**ACTIVITY**
Every record shown here must be duplicated without change.

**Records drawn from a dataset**
━━━━━━━━━━━━━━━━━━━━

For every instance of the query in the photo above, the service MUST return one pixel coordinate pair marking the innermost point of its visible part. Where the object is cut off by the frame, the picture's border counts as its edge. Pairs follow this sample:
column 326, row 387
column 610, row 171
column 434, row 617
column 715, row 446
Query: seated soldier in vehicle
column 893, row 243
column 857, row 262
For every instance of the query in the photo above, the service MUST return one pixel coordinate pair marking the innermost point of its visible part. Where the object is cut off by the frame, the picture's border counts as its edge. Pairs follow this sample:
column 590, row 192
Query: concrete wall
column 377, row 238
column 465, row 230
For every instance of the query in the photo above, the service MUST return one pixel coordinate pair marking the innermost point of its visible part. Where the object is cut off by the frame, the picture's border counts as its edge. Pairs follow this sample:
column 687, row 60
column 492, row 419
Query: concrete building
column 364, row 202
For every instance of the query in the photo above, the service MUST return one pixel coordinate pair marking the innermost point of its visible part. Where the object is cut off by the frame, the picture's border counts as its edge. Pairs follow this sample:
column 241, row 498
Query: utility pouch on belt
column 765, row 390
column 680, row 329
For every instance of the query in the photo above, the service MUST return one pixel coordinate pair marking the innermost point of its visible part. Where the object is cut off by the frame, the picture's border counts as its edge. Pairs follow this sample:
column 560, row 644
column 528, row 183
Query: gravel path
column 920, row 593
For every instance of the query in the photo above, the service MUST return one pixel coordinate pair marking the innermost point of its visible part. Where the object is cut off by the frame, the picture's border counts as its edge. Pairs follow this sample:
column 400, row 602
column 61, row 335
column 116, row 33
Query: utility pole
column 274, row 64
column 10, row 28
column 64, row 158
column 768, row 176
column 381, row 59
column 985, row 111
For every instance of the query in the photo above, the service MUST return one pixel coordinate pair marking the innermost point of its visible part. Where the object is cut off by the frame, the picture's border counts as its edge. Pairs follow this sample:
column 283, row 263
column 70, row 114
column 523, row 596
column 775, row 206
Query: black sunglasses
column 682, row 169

━━━━━━━━━━━━━━━━━━━━

**ANSWER FOR THIS EXERCISE**
For every instance of the query in the photo above, the service MUST return one pixel coordinate pair marking the innermost point of its visible part. Where the object is cut off by the frame, the picture's border counts as its edge. Pairs follow this sample:
column 326, row 387
column 610, row 171
column 434, row 617
column 715, row 446
Query: seated soldier in vehicle
column 893, row 243
column 857, row 262
For every instance of the query in the photo above, the service MUST return one pixel coordinate pair marking the innermost point of its visible part. Where the object is cut off by the frame, the picture's border counts as its edge. Pairs follow this sample:
column 590, row 192
Query: concrete wall
column 377, row 238
column 465, row 230
For every instance of the query in the photo above, the service MUST return one pixel coordinate pair marking the innermost point of its visible part. Where the object is cut off by the frame, the picture's border counts as its edge. Pairs follow this sample:
column 687, row 60
column 492, row 419
Query: concrete building
column 364, row 202
For every instance of the query in the photo above, the service MUST return one pixel coordinate pair marking the innermost point of its visible part. Where the object is cut off by the frame, the picture's border counts as its edge. Pairs follow this sample:
column 241, row 498
Query: utility pouch on belt
column 765, row 390
column 680, row 329
For every instance of the query in the photo above, the service MUST return one pixel coordinate pair marking the innermost point of its visible part. Where the object is cut off by the frame, the picture's border counts as its edge. Pairs follow this sample:
column 560, row 644
column 528, row 183
Query: gravel path
column 920, row 593
For every instance of the query in the photo above, the service MUST return one pixel coordinate pair marking the innermost point of its visible part. Where the object is cut off by the frame, the picture's border counts as its edge. Pairs follow this sample:
column 400, row 602
column 61, row 335
column 116, row 33
Query: utility pole
column 274, row 64
column 10, row 28
column 64, row 158
column 768, row 176
column 381, row 59
column 985, row 111
For every instance of the query in the photo above, the service MUST return one pixel coordinate pair marking the innermost point of its visible part. Where the object is cut off by the frame, the picture's border counts as its edge. Pairs follow this sample:
column 283, row 263
column 70, row 114
column 523, row 596
column 775, row 206
Query: black sunglasses
column 682, row 169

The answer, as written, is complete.